Items from a data source:
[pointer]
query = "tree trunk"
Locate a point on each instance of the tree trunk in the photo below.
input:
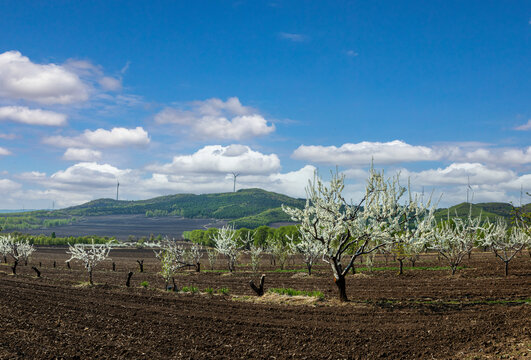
(37, 271)
(258, 290)
(128, 282)
(341, 287)
(506, 268)
(174, 285)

● Task to complete:
Convert each line of the data above into a JSON list of strings, one string per line, with blank lines skipped. Leave the pictures out of the answer.

● Answer to the problem:
[
  "[pointer]",
  "query = \"tree trunk\"",
  "Locate a point on each instance of the tree trunk in the photo below.",
  "input:",
  "(37, 271)",
  "(258, 290)",
  "(128, 282)",
  "(341, 287)",
  "(506, 268)",
  "(174, 285)"
]